Harga beras yang melambung membuat rakyat kian menderita dan bisa memunculkan ketidakstabilan di segala bidang. Inikah saatnya diversifikasi pangan? Data Survei Sosial Ekonomi Nasional (Susenas) menunjukkan, konsumsi beras untuk masyarakat berpenghasilan rendah cenderung naik, sekitar 120-130 kg per kapita per tahun. Sebaliknya, mereka yang masuk tingkat ekonomi tinggi, hanya mengonsumsi beras 75-90 kg per kapita per tahun. Kelompok ekonomi tinggi umumnya telah mengurangi konsumsi beras karena telah mengalami pergeseran pola makan. Sarapan tak lagi harus nasi, tetapi bisa roti atau sereal. Diversifikasi pangan pun sudah dimulai.
Diversifikasi pangan
Namun, secara keseluruhan, mengapa diversifikasi pangan tidak berhasil? Pertama, beras mempunyai citra superior sehingga preferensi atas beras mengungguli jagung, singkong, sagu, dan lainnya. Kedua, ketersediaan beras sepanjang waktu di berbagai wilayah, lebih baik dibanding ketersediaan komoditas pangan lainnya. Ketiga, teknologi pengolahan beras menjadi nasi amat simpel, menghasilkan citarasa netral yang tidak membosankan. Kini, diversifikasi pangan kini menjadi momentum yang tepat. Pola konsumsi pangan yang bermutu gizi seimbang mensyaratkan perlunya diversifikasi pangan dalam menu sehari-hari. Pangan yang beragam amat penting karena tidak ada satu jenis pangan yang dapat menyediakan gizi bagi seseorang secara lengkap. Dengan konsumsi yang beragam, kekurangan zat gizi dari satu jenis pangan akan dilengkapi dari pangan lain.
___
Soal Latihan
1 - Jawab pertanyaan berikut berdasarkan teks tentang diversifikasi pangan.
(a) Berapa konsumsi beras masyarakat berpenghasilan rendah per kapita per tahun menurut data Susenas?
(b) Apa yang bisa dimakan kelompok ekonomi tinggi untuk sarapan selain nasi?
(c) Apa alasan ketiga diversifikasi pangan tidak berhasil?
2 - Pilih setiap baris data yang memuat kata "tree". Huruf besar dan kecil dibedakan.

Data yang Diberikan
___
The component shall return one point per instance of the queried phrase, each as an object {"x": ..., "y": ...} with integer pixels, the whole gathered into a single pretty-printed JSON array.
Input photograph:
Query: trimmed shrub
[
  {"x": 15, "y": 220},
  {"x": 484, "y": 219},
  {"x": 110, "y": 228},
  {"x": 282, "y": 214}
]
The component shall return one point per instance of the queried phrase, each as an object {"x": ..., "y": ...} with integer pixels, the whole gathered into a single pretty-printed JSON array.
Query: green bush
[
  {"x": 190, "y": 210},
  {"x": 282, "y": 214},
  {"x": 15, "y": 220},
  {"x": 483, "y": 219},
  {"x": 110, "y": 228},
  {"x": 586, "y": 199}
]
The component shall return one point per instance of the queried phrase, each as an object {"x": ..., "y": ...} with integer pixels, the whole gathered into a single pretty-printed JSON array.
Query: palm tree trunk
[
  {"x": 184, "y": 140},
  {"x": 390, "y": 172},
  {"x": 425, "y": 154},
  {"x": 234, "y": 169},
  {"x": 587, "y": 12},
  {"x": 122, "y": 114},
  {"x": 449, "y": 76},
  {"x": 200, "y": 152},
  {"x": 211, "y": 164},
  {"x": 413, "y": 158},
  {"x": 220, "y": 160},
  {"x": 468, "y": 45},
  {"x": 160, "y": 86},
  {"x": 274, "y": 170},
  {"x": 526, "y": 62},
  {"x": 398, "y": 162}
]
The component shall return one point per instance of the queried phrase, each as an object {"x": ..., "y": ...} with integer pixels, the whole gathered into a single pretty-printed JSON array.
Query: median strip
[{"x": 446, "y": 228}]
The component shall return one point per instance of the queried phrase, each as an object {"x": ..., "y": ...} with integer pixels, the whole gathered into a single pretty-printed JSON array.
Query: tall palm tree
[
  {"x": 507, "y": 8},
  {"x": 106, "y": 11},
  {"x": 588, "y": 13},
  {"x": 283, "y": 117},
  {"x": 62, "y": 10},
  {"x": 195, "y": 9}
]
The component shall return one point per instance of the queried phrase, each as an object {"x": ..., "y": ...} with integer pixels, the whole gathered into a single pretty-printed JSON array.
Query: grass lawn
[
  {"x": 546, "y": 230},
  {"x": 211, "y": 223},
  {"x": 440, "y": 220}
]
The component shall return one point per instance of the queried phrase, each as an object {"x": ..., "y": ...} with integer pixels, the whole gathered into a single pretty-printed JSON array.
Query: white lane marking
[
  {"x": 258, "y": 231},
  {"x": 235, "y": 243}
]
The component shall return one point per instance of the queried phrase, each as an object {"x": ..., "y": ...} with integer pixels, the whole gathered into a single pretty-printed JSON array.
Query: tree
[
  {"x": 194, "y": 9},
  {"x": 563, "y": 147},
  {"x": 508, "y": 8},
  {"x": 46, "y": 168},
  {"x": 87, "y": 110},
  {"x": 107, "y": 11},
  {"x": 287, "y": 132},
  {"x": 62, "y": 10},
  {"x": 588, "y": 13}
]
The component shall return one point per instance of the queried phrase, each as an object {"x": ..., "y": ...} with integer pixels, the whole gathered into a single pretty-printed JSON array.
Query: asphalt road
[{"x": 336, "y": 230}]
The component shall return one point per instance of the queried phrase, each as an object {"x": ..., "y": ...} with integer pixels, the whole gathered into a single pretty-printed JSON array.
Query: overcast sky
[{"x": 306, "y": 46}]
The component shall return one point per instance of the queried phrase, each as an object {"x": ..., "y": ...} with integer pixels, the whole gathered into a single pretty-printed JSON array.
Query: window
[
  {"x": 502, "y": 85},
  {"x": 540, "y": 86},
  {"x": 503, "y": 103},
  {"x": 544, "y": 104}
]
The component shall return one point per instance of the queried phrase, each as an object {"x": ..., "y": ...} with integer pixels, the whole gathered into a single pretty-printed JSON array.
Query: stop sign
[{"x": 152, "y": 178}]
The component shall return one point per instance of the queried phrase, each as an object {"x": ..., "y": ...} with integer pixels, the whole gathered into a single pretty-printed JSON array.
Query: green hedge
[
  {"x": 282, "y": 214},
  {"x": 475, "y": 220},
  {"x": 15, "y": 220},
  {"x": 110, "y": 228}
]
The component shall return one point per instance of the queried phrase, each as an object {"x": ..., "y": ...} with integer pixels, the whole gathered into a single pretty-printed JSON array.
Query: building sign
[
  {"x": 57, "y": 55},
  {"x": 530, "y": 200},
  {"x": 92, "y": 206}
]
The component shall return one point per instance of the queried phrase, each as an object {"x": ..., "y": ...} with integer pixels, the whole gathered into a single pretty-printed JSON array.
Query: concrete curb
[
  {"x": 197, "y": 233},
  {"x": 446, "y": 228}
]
___
Hasil Tugas
1 -
(a) Sekitar 120-130 kg per kapita per tahun.
(b) Roti atau sereal.
(c) Teknologi pengolahan beras menjadi nasi amat simpel, menghasilkan citarasa netral yang tidak membosankan.

2 -
Query: palm tree trunk
Query: tall palm tree
Query: tree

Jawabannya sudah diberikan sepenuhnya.